Stated exercise:
Reproduce the records that begin with the line containing "Locate every instance of the shirt collar" and end with the line containing "(1189, 530)", renaming "jacket sleeve" to "coat sleeve" and leaving everything else unchanged.

Data records:
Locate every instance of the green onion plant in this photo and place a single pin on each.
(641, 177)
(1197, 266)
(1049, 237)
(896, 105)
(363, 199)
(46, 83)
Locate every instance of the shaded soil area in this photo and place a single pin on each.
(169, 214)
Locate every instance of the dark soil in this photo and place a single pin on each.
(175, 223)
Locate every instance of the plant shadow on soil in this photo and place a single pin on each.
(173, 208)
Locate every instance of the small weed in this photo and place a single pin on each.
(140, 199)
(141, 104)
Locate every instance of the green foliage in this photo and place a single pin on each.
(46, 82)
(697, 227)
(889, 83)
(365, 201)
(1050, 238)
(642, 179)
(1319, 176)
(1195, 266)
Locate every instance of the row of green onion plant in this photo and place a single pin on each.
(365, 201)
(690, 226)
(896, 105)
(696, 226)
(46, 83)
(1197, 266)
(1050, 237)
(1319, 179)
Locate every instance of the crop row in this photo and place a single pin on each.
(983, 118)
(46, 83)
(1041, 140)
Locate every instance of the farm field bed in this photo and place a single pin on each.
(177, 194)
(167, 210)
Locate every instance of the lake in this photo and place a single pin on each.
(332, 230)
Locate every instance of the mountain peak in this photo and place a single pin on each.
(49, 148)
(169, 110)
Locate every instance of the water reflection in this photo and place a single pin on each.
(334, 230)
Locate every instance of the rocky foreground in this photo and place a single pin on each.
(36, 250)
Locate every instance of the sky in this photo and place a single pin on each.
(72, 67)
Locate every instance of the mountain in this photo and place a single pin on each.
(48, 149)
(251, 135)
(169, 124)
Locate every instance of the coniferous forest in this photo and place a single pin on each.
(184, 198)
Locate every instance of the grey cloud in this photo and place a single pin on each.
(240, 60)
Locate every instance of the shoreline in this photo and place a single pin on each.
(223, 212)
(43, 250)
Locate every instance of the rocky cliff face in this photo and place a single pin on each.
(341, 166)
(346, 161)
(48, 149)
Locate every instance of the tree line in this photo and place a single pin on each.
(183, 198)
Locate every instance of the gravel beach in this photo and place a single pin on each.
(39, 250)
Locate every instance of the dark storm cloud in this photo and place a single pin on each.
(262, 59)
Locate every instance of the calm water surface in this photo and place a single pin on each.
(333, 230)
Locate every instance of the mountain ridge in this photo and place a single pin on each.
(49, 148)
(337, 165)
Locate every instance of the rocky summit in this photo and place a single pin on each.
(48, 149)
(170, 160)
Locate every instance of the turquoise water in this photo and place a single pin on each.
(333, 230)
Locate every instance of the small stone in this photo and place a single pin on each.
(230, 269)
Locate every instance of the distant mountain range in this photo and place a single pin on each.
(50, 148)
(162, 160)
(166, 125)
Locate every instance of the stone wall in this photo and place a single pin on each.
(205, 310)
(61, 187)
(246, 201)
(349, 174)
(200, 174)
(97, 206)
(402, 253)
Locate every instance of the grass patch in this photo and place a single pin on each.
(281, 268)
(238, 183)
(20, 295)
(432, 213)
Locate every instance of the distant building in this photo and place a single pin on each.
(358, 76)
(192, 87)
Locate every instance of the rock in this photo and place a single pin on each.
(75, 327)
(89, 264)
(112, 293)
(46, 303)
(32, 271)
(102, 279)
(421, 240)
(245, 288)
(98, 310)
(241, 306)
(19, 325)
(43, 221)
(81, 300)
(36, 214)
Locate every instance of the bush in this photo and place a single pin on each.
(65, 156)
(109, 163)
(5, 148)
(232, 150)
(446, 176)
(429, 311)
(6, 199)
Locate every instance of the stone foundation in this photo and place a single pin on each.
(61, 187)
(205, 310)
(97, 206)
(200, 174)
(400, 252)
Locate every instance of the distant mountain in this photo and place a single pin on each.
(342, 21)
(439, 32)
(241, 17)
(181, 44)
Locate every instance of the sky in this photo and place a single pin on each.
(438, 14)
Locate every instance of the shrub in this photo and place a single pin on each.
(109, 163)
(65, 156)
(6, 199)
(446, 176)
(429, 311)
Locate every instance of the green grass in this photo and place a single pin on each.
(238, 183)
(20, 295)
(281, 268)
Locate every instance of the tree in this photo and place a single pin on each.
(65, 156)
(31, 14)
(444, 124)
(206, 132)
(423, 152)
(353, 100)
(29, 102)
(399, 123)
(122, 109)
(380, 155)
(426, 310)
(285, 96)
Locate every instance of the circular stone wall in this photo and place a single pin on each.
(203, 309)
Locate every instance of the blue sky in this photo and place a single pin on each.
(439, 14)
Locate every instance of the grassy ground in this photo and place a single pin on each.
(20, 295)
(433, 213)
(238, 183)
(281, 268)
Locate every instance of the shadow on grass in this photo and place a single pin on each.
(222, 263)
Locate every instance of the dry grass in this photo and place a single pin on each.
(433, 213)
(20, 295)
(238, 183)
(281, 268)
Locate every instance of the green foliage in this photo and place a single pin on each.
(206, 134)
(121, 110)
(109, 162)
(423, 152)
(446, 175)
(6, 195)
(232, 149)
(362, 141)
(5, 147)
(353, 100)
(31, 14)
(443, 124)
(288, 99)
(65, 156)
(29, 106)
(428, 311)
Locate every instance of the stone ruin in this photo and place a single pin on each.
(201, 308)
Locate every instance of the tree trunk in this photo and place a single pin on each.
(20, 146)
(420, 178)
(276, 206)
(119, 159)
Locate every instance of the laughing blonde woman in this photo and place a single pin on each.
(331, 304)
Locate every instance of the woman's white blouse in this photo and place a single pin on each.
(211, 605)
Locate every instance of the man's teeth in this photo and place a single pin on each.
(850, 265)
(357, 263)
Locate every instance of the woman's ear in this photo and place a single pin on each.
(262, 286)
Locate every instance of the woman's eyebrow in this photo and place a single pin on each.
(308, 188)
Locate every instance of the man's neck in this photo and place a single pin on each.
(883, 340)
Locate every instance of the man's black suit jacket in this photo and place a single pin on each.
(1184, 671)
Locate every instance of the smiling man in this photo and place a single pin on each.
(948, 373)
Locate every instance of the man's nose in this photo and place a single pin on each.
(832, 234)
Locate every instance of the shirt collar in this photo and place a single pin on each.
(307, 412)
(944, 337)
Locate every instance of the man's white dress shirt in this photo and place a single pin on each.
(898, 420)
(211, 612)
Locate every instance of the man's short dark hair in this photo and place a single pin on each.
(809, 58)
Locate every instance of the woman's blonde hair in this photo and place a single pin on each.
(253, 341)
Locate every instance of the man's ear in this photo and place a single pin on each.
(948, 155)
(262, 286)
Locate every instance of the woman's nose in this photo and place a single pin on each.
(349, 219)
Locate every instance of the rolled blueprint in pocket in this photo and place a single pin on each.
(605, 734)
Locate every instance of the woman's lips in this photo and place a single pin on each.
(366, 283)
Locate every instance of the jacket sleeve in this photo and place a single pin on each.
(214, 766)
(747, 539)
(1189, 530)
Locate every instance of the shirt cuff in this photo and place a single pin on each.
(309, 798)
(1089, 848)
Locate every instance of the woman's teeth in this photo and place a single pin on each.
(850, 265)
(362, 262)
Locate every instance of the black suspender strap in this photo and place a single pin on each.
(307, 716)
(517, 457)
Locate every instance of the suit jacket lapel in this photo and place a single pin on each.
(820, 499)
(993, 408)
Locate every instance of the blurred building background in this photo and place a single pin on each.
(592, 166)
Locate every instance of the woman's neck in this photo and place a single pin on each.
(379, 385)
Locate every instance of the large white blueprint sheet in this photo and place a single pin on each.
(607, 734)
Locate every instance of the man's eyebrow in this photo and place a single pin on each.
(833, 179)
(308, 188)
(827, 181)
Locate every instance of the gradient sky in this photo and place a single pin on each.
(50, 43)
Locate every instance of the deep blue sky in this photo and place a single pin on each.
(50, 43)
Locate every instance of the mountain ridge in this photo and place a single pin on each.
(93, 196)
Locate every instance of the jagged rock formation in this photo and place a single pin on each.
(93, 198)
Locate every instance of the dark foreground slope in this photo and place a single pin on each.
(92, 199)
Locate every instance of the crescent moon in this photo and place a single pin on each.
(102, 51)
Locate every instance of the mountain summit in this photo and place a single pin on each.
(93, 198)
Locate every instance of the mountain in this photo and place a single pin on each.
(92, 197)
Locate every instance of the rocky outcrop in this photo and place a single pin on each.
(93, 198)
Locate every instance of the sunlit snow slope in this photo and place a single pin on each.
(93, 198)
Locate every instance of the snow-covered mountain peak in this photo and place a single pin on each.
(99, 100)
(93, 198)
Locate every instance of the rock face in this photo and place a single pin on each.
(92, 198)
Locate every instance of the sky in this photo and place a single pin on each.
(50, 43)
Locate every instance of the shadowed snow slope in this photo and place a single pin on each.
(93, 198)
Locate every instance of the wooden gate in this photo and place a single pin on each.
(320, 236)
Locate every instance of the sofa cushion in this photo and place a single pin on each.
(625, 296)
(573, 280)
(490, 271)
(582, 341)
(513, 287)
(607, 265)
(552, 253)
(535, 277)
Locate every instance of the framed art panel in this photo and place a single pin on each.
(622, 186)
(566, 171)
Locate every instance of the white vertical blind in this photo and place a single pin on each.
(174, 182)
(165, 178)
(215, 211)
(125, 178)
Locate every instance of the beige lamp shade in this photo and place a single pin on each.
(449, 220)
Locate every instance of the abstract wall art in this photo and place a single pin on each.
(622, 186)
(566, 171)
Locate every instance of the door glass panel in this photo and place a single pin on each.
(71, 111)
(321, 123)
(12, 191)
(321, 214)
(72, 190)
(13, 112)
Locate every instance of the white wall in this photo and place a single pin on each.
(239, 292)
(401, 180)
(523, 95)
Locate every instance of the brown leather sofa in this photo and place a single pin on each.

Exercise result:
Locate every instance of the shirt collar in this photo and place a single pin on each.
(307, 412)
(944, 337)
Locate every instance of the man's white dress shirt in this photo and place a single pin on each.
(898, 420)
(211, 612)
Locate every instance of the man's short dark hair in this photo and place a single pin on each.
(809, 58)
Locate every instance of the woman's blonde hair in this photo and place a single pin on each.
(253, 341)
Locate every instance of the man's ear in this photo and place a single pin on each.
(948, 155)
(262, 286)
Locate every instance of the woman's nose in this photo and place a single pin on each.
(349, 219)
Locate every instance of the rolled blueprint in pocket in this photo and place a single pin on each.
(605, 734)
Locate every instance of the woman's lips in this photo and place a single pin on each.
(366, 283)
Locate every instance of the coat sleeve in this photo and place a single pin on each.
(214, 766)
(747, 539)
(1189, 530)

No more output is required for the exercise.